Frequency representation within the human brain: stability versus plasticity

Abstract

A topographical representation for frequency has been identified throughout the auditory brain in animals but with limited evidence in humans. Using a midbrain implant, we identified an ordering of pitch percepts for electrical stimulation of sites across the human inferior colliculus (IC) that was consistent with the IC tonotopy shown in animals. Low pitches were perceived by the subject for stimulation of superficial IC sites while higher pitches were perceived for stimulation of deeper sites. Interestingly, this pitch ordering was not initially observed for stimulation across the IC, possibly due to central changes caused by prior hearing loss. Daily implant stimulation for about 4 months altered the pitch percepts from being predominantly low to exhibiting the expected ordering across the stimulated IC. A presumably normal tonotopic representation may have been maintained within the IC or accessible through IC stimulation that helped form this pitch ordering perceived in higher centers.

Figure 1. Electrode array implantation across the right ICC.

(a) The array consists of 20 platinum ring electrodes linearly spaced at 200 μm along a silicone carrier. Each site has a thickness of 100 μm and an area of 0.126 mm². A stainless steel stylet through the center of the silicone array enables insertion into the brain and is removed after proper array placement. (b) Parasagittal (middle) and axial (right) sections show the location of the array (black line). An arrow in the parasagittal section points to the caudal-rostral location of the array and also corresponds to the location of the axial section shown to the right derived from CT and MRI images superimposed onto fixed human midbrain slices. The array spans the expected low to high frequency gradient from the superficial to deeper layers of the ICC (dorsal-caudal portion) based on animal studies. Right ICC stimulation elicited sounds perceived as coming from the left ear. The tip sites 12 to 20 were located in deeper non-auditory regions (e.g., periaqueductal gray, PAG) and were inactivated. Images in this figure were taken from previous publications and reprinted with permission from Society for Neuroscience and Wolters Kluwer Health. ICD: dorsal cortex of inferior colliculus, C: caudal, D: dorsal, R: rostral, V: ventral.

Figure 2. Pitch ordering over time for three different tests.

(a) Subject indicated a value from 0 to 5 for each stimulated site based on a pitch scale of familiar objects (0: bass or boat horn, 2: man's voice, 3.5: woman's voice, 5: bird chirping). Average and standard deviation across n trials are plotted for each site (1.5 mo: n = 5, 10 mo: n = 10, 21 mo: n = 5). Asterisks denote significantly higher 10- and 21-month values than 1.5-month values (p < 0.006, two-tailed ranked unequal variance t-test). (b) Two-alternative forced choice (2-AFC) ranking method required the subject to indicate which site out of two sequentially stimulated sites had a higher pitch. All sites were then rank ordered based on how often each site had a higher pitch over all other sites (in percentage). Each site pair was compared n times (1 wk: n = 12, 4 mo: n = 4, 10 mo: n = 20, 13 mo: n = 10, 35 mo: n = 4). (c) Subject indicated a number from 0 to 50 (low to high pitch) for each site. Average and standard deviation across n trials is plotted for each site (two sessions for 1 wk: n = 10 each, 1.5 mo: n = 5). For each test, all sites were stimulated in a random sequence and at a similar loudness level. Site 7 was shorted to a non-auditory site and was excluded.

— Apply what you read —
[A] Answer each question from the midbrain implant passage, one per line:
(i) How far apart are the platinum ring electrodes spaced along the silicone carrier?
(ii) Which electrode sites were inactivated?
(iii) On the 0-to-5 pitch scale, what object corresponds to a value of 5?
[B] Extend the midbrain implant passage from its last sentence.
The lines that come after the midbrain implant passage play no part in this.

— Given data —
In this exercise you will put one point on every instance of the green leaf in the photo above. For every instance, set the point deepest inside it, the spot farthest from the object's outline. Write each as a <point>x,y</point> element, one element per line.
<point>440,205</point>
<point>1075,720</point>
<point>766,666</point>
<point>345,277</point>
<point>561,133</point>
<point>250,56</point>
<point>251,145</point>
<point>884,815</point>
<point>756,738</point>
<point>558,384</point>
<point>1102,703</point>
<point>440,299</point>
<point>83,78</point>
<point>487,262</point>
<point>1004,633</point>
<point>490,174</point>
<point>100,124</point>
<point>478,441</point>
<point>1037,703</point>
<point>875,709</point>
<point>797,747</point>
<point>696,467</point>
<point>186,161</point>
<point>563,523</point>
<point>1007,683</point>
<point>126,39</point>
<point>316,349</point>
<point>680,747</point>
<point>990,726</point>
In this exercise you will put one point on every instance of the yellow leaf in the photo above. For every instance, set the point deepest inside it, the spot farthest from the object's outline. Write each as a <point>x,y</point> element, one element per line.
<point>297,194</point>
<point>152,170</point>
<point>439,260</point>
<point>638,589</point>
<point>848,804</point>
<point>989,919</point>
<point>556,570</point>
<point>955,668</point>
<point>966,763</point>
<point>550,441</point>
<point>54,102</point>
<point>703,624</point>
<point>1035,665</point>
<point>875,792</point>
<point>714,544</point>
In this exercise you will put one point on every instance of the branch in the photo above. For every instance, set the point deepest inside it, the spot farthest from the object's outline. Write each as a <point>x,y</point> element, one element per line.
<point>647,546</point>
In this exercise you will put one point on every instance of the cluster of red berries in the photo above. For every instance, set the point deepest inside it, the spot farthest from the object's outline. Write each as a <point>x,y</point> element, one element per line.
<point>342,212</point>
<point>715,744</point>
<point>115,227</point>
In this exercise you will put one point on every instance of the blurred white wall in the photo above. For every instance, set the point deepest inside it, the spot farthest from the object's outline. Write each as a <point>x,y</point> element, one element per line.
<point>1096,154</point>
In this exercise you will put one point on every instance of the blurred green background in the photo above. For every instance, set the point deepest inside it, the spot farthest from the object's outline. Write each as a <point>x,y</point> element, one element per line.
* * *
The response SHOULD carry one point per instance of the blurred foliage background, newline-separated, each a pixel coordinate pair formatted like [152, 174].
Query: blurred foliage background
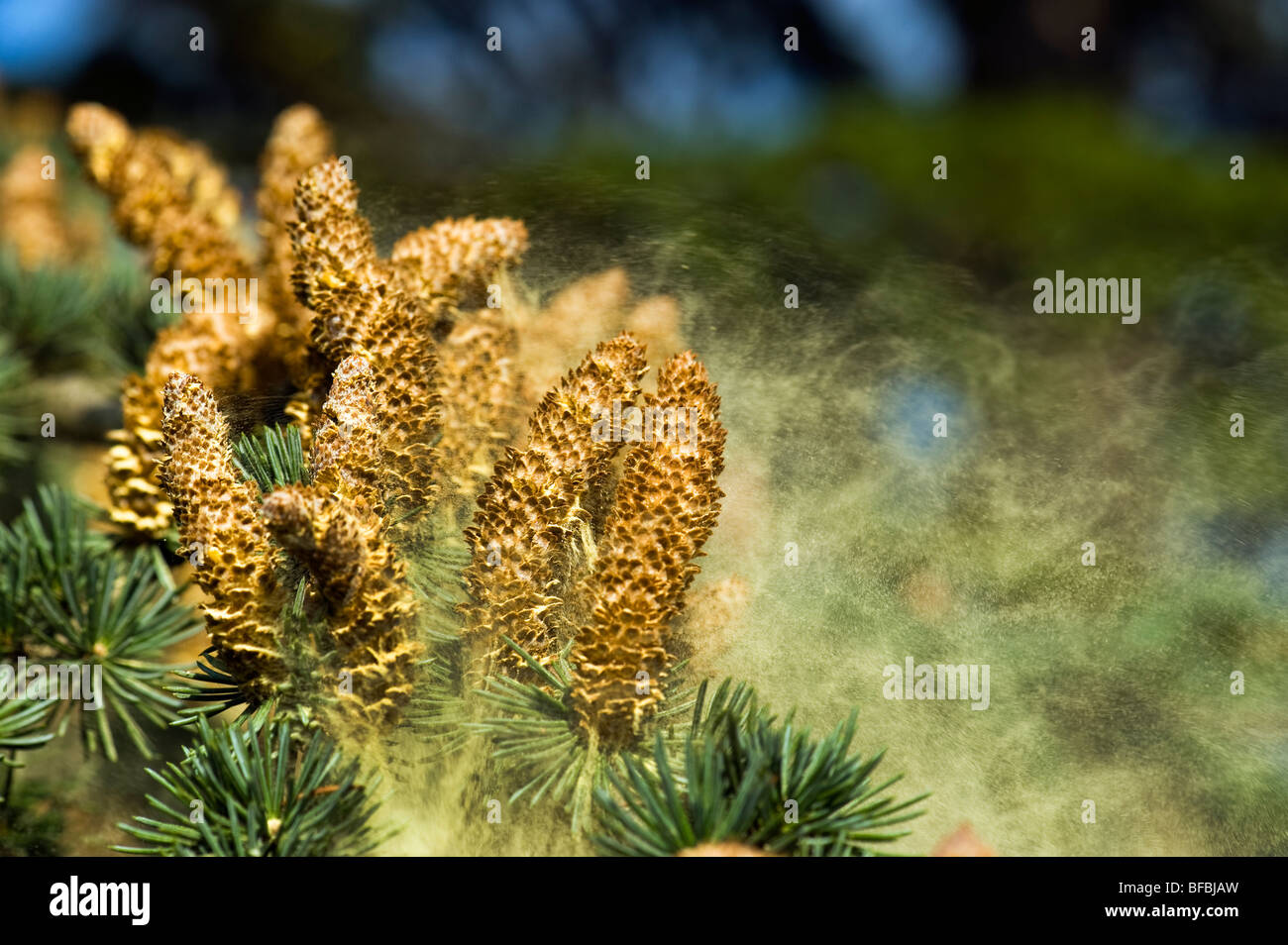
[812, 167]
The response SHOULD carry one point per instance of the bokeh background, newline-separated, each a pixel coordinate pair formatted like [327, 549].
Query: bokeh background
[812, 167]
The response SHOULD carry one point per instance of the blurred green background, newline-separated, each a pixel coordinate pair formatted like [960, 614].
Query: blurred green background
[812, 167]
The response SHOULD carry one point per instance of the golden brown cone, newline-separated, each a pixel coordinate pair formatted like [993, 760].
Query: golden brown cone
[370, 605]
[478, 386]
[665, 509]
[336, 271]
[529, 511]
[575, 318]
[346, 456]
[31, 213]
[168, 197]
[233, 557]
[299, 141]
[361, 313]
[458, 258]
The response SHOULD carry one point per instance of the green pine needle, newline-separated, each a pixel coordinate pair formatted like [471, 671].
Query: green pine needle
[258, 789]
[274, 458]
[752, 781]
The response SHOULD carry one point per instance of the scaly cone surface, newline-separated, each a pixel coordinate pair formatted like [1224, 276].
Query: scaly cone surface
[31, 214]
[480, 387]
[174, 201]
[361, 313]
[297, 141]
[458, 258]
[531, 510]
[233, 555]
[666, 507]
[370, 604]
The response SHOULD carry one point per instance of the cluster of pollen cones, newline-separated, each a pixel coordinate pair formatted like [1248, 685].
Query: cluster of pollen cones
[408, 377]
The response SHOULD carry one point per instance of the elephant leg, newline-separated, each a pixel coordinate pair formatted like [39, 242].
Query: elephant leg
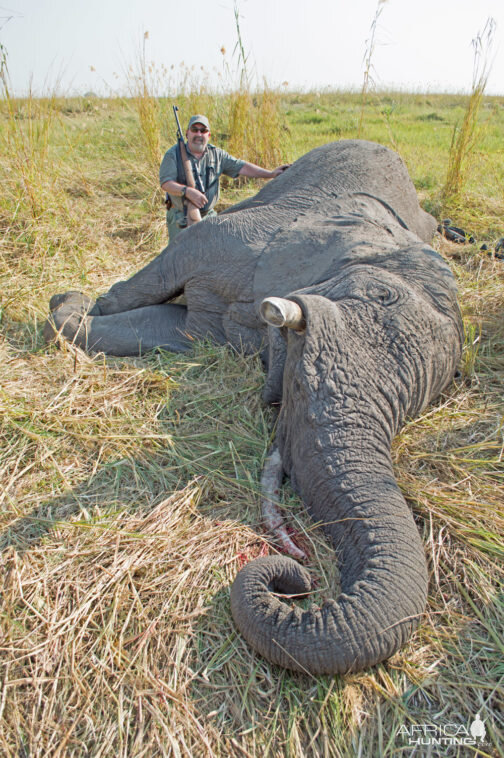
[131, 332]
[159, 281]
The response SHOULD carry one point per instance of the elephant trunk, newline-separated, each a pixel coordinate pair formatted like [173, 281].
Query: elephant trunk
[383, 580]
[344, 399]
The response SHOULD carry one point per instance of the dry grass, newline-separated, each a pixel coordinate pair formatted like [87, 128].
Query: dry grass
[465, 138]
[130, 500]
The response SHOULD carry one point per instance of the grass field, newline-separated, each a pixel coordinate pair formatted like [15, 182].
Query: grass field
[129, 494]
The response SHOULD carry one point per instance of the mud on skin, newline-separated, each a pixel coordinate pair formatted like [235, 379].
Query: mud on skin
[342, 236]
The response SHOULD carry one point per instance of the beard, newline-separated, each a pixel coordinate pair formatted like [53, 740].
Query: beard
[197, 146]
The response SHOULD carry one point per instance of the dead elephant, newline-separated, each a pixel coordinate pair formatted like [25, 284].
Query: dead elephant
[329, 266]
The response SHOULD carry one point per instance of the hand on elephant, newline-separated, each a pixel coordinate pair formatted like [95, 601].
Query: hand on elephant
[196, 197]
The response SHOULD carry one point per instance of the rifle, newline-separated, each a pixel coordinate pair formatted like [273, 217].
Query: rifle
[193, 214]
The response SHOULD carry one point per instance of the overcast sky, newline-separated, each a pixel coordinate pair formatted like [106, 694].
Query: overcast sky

— Per-task answers —
[A]
(i) 200 μm
(ii) Tip sites 12 to 20
(iii) Bird chirping

[B]
Figure 3. Activation levels over time.

Threshold and upper comfortable levels were measured in terms of total charge per phase of the biphasic pulses presented on each site and plotted as a vertical line with a symbol at the midpoint. Site 7 was electrically shorted to a distant non-auditory site and required higher activation levels. Levels generally increased over time, but there were no systematic differences in the values or change in values for the deeper sites compared to the shallower sites. It would be expected that if there was greater damage and/or recovery of neurons surrounding the deeper sites (i.e., sites 8 – 11), then activation levels should have been higher and/or levels should have changed differently over time compared to the shallower sites.

Figure 4. The expected pitch ordering produced by non-tonotopic activation of the right ICC.

(a) Hearing thresholds for the left ear before deafness onset caused by acoustic neuroma removal surgery. Sounds entering the left ear project predominantly to the right ICC. (b) Different frequency components (between LowF to HighF in Hz) of incoming sound are electrically presented on each site for daily implant use. Non-tonotopic activation across the right ICC (i.e., without a systematic ordering of sites that matches the tonotopy of the ICC shown in animal studies) during the first 10 months of stimulation produced the expected pitch ordering shown in Fig. 2 that was supposedly altered by the high frequency hearing loss shown in (a).